# Miller Low Life



## Uber's Guber (Oct 22, 2017)

Picked up a pax in a nice residential area. He was on his way to a house-party, he asked if I could stop at the liquor store. I told him "sure thing!" I figured I was in for a good tip....
He comes out of the liquor store with a 12-pack of Miller High Life.
LOL! I kissed that tip goodbye!


----------



## IERide (Jul 1, 2016)

Back in my drinking days (i cant drink now because I had to have my liver removed, so now alcohol affects me adversely) Miller High Life was “the working man’s beer”.. “Miller Genuine Draft” was the beer of the elite..Until they started selling Corona - the “Starbucks” of beer...


----------



## Uber's Guber (Oct 22, 2017)

IERide said:


> Miller High Life was "the working man's beer".


I always figured Pabst Blue Ribbon to be the working man's beer.
But then, I'm just an Uber driver....what the hell would I know about working?


----------



## Uberfunitis (Oct 21, 2016)

I don't get the beer for certain groups of people just drink what you like.


----------



## Uber's Guber (Oct 22, 2017)

Uberfunitis said:


> I don't get the beer for certain groups of people just drink what you like.


You have to admit though, taking low-priced horse piss to someone's house-warming party is classless.


----------



## Uberfunitis (Oct 21, 2016)

Uber's Guber said:


> You have to admit though, taking low-priced horse piss to someone's house-warming party is classless.

Written instruction 1 >>
In the records, rewrite the lines starting at the one containing "In this exercise you will find the chin" and ending at the one containing "[(464, 725)]", putting "jaw" in place of "chin" and changing nothing else.

Exercise material >>

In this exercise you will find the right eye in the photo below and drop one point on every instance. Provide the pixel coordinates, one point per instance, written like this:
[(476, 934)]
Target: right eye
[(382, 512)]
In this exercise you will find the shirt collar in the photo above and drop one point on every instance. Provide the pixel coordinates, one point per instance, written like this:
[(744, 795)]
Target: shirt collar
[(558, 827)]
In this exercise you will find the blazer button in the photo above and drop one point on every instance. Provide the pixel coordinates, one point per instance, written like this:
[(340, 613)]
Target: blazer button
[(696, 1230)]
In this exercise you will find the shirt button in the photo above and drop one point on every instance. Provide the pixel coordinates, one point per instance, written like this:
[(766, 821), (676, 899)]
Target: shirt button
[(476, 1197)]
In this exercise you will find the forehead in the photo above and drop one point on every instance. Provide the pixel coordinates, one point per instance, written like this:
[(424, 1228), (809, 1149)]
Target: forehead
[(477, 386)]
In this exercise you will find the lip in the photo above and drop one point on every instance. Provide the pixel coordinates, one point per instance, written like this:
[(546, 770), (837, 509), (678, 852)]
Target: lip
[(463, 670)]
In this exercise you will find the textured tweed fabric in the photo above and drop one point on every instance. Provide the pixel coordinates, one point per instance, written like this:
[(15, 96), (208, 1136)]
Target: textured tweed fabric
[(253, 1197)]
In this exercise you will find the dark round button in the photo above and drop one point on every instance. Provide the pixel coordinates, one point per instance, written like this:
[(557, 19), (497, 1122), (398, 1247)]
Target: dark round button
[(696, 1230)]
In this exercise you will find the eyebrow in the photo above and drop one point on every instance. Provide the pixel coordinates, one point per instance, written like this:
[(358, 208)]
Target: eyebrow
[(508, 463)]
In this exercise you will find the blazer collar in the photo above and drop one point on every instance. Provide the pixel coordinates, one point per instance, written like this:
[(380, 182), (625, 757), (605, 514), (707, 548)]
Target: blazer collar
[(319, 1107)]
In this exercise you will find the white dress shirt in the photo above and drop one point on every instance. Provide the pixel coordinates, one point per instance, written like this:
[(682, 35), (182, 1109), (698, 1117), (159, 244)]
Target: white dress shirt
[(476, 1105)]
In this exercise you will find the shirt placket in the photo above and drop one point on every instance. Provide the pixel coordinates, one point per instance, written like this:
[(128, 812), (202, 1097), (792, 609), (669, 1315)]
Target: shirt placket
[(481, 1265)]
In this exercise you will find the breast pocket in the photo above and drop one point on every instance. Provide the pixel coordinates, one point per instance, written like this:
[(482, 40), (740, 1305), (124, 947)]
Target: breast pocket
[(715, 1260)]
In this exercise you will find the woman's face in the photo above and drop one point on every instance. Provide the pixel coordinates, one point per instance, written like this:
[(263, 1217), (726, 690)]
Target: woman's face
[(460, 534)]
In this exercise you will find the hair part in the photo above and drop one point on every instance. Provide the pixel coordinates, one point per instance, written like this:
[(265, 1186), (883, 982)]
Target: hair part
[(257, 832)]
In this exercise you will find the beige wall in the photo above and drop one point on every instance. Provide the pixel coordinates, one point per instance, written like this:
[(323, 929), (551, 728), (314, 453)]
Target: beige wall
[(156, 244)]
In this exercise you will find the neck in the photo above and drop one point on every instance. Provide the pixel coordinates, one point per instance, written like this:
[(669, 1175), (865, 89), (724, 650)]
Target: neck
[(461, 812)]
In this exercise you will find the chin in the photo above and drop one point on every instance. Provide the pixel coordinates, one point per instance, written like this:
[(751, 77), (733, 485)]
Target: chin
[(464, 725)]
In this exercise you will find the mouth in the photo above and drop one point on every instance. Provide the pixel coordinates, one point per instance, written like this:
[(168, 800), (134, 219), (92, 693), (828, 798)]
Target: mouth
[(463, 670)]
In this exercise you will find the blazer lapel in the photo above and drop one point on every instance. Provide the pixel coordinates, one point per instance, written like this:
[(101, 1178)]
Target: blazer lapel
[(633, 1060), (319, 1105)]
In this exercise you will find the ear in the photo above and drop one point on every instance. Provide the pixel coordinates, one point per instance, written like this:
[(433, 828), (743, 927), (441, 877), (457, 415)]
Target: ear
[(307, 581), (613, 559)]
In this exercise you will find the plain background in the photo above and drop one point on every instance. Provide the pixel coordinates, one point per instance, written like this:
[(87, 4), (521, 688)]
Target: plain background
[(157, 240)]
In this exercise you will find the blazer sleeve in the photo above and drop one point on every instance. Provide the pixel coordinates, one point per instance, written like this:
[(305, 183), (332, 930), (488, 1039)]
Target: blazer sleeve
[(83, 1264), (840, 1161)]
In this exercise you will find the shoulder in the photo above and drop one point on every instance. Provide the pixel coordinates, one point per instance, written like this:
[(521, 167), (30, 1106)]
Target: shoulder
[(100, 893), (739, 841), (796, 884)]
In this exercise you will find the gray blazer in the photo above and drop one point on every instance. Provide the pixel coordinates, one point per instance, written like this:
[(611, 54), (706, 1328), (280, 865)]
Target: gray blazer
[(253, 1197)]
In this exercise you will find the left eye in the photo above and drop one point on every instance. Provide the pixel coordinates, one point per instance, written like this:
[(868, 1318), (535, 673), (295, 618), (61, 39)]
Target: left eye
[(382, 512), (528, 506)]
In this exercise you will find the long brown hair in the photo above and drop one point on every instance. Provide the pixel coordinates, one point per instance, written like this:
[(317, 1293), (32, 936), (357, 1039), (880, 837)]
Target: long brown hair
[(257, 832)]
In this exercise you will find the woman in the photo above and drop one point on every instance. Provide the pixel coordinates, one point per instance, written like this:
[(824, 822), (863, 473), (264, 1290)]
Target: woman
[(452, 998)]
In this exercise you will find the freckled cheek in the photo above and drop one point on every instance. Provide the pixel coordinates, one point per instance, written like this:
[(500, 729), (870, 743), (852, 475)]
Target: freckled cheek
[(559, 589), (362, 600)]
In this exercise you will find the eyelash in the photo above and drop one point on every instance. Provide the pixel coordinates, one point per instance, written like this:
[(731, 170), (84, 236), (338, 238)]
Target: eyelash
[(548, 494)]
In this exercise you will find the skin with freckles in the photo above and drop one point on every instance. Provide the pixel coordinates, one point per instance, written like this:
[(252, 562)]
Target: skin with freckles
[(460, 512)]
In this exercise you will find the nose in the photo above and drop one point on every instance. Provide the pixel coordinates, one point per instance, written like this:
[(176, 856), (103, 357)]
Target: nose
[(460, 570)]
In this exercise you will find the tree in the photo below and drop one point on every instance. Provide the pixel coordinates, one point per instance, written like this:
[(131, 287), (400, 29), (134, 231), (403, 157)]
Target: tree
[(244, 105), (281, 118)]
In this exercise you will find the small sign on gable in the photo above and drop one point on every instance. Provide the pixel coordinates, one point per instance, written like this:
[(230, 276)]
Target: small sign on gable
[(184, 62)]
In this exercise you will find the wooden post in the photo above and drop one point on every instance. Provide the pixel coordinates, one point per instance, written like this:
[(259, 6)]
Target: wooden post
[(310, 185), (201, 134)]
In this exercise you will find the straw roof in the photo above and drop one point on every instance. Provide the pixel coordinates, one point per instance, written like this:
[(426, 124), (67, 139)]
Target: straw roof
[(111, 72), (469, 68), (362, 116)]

Written instruction 2 >>
From the forum thread about beer, reproduce the passage starting at "# Miller Low" and ending at "Miller High Life." word for word.

Task response 1 >>
In this exercise you will find the jaw in the photo above and drop one point on every instance. Provide the pixel coordinates, one point per instance, written like this:
[(751, 77), (733, 485)]
Target: jaw
[(464, 725)]

Task response 2 >>
# Miller Low Life



## Uber's Guber (Oct 22, 2017)

Picked up a pax in a nice residential area. He was on his way to a house-party, he asked if I could stop at the liquor store. I told him "sure thing!" I figured I was in for a good tip....
He comes out of the liquor store with a 12-pack of Miller High Life.